Stored items from a collection

· · · ·

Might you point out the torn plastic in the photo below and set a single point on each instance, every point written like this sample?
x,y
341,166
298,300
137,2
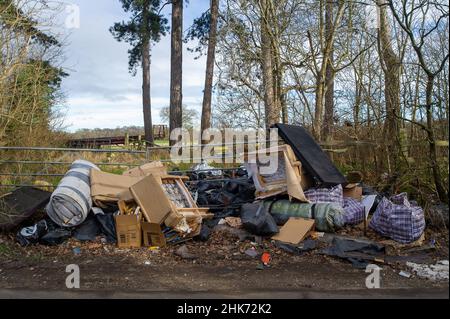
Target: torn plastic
x,y
300,249
55,237
203,170
257,220
359,253
30,235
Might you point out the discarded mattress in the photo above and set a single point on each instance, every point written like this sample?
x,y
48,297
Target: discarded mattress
x,y
398,219
20,205
328,217
71,201
315,161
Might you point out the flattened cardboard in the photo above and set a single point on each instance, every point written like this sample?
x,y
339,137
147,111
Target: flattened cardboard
x,y
107,187
152,235
150,196
295,230
128,229
295,180
353,192
154,168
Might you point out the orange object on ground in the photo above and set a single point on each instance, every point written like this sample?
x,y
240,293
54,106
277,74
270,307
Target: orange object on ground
x,y
266,258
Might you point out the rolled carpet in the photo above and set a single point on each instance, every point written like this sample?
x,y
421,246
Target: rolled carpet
x,y
71,201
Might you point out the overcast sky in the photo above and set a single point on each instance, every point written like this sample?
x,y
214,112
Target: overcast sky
x,y
100,91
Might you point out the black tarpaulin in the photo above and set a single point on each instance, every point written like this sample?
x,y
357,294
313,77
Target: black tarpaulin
x,y
20,205
314,160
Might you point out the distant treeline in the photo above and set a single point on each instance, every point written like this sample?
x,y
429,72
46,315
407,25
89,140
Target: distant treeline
x,y
108,132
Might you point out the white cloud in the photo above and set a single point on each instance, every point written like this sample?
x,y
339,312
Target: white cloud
x,y
100,90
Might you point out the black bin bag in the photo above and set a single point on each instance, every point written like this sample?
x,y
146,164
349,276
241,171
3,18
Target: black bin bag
x,y
257,220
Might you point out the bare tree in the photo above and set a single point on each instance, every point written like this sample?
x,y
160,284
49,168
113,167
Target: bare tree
x,y
419,22
176,73
210,60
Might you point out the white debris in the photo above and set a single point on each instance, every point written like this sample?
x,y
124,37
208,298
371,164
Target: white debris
x,y
439,271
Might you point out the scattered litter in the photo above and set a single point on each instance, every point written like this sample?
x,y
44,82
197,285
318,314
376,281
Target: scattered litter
x,y
359,252
405,274
234,222
257,220
329,217
20,205
184,253
252,252
260,266
438,271
316,235
398,219
299,249
31,235
295,230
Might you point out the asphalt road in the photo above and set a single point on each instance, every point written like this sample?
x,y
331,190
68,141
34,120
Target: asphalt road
x,y
429,293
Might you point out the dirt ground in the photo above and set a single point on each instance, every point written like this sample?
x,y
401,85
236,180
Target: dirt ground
x,y
220,265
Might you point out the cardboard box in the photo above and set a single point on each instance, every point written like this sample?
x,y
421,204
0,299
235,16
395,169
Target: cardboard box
x,y
353,191
128,229
152,235
152,200
289,178
106,187
295,230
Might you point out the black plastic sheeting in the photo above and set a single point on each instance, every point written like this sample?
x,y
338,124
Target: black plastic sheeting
x,y
96,225
359,253
257,220
315,161
21,204
46,232
224,198
303,247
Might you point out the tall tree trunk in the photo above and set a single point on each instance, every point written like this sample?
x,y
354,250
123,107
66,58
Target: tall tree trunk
x,y
391,68
272,114
327,128
176,73
146,100
321,80
207,93
443,196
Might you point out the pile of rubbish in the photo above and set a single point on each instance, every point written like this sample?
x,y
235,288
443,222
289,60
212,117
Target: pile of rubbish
x,y
303,196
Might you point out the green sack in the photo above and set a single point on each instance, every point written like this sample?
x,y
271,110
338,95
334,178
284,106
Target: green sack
x,y
328,216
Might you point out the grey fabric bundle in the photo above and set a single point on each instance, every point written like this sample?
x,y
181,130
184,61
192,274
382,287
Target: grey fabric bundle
x,y
71,201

· · · ·

**Exercise instructions**
Exactly the lines from the one that holds "Might you point out the tall" through the final line of the records above should be written out, and only those.

**Result for this exercise**
Might you point out the tall tree trunk in the photo above and set a single point on each instance, every point written like this sample?
x,y
354,250
123,107
66,58
Target: tall tree trunk
x,y
391,68
272,114
327,128
176,73
146,100
321,80
207,93
443,196
Might you point out the pile of rubbish in the photo above and set a single point on each instance, every point written like this sample?
x,y
235,288
443,222
289,60
212,117
Target: pile of rubbish
x,y
303,196
Might you point out the green sack in the photo above and set a single point on each instance, every point written like this sample?
x,y
271,110
338,95
334,178
284,106
Target: green sack
x,y
328,216
Might you point out the grey fabric bundle in the photo above and set a single point on each instance, every point written like this sample?
x,y
181,130
184,61
192,274
382,287
Target: grey fabric bundle
x,y
71,201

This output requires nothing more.